# Given instruction
Count the lines in the material below that contain the string "target", with case counting. Give only the number.

(begin)

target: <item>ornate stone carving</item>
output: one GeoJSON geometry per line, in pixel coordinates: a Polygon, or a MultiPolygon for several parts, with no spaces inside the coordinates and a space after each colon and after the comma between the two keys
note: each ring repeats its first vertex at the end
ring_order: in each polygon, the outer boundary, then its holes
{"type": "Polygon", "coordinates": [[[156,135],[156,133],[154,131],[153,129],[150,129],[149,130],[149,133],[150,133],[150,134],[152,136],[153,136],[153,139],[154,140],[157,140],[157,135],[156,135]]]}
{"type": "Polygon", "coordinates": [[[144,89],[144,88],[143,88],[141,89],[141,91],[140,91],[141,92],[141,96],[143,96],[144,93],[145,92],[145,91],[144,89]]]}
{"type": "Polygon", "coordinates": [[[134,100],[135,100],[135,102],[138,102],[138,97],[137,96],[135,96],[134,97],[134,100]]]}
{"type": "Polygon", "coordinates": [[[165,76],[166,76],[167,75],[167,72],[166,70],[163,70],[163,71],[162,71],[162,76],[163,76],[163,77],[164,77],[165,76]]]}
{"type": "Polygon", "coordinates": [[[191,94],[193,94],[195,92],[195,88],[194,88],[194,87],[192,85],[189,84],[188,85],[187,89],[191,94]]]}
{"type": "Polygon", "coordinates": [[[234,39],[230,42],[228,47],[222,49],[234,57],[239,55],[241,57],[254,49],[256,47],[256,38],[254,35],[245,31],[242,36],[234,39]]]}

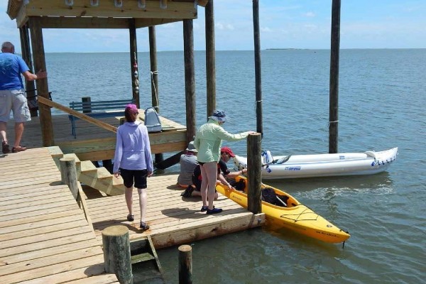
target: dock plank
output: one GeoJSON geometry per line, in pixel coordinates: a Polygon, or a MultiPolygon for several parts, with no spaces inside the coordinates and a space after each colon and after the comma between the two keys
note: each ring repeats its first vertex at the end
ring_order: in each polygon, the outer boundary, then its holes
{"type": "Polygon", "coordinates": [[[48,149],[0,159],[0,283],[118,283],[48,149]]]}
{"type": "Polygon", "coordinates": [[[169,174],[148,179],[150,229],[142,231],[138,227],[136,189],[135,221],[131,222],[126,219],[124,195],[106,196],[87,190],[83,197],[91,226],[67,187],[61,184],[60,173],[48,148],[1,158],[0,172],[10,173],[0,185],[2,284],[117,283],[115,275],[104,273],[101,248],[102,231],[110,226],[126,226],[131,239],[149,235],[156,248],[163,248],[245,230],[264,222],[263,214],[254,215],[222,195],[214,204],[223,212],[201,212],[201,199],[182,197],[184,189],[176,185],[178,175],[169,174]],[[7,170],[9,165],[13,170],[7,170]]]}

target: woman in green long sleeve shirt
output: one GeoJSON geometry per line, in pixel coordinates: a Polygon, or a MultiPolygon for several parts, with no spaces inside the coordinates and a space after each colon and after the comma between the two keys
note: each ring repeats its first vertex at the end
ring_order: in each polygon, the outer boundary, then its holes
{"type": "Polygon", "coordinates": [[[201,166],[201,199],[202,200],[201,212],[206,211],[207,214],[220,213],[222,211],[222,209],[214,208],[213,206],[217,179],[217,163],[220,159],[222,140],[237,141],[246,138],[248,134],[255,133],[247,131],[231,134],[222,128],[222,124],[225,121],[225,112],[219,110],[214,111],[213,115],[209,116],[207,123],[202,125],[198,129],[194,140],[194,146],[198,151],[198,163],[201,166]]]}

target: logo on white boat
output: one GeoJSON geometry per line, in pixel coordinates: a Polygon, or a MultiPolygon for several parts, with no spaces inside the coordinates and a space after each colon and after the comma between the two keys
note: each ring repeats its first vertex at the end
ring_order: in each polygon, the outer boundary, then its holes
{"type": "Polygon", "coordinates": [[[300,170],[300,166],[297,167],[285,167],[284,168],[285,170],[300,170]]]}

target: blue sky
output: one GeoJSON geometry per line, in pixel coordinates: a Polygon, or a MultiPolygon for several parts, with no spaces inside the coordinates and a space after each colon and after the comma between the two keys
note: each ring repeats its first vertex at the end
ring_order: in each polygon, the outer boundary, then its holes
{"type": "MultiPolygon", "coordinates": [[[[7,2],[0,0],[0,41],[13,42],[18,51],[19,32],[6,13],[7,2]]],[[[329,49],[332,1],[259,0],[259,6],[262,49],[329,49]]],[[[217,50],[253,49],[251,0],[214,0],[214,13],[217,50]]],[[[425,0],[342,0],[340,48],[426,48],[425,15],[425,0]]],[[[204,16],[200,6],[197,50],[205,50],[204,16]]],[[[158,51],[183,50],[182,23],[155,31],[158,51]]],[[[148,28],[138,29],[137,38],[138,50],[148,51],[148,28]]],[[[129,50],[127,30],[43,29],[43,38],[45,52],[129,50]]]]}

(end)
(begin)

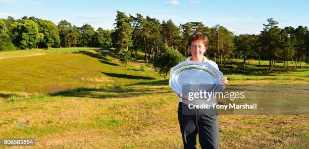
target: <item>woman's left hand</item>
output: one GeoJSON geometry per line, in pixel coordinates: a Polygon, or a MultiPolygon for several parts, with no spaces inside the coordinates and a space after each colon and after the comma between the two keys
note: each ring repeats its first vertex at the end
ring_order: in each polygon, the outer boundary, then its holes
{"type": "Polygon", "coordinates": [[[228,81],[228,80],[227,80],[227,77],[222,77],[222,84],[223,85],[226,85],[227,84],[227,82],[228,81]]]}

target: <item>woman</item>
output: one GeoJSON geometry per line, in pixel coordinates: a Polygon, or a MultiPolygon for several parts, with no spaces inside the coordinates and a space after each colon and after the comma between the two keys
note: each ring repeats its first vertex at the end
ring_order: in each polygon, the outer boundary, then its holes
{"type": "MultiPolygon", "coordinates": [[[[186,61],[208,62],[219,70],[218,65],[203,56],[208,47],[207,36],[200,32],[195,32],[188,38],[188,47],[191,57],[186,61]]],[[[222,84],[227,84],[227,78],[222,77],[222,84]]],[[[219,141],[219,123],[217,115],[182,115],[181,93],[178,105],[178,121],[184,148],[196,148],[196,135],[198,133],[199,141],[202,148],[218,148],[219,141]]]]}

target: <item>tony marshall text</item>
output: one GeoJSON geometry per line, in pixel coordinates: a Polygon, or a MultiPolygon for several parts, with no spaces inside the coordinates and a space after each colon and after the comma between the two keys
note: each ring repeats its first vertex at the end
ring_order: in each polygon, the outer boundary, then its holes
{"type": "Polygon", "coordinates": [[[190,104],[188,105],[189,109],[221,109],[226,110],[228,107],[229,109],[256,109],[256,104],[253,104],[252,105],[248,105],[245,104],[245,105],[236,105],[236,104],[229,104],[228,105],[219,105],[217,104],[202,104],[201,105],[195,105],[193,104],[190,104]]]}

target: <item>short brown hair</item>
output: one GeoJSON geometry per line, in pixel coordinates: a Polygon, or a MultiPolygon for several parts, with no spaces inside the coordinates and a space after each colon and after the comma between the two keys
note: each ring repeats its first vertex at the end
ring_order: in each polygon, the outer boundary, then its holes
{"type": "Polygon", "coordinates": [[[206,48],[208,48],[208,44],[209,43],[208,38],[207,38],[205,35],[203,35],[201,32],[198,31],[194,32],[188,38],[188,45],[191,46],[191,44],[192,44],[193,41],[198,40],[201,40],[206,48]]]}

(end)

# Answer to this exercise
9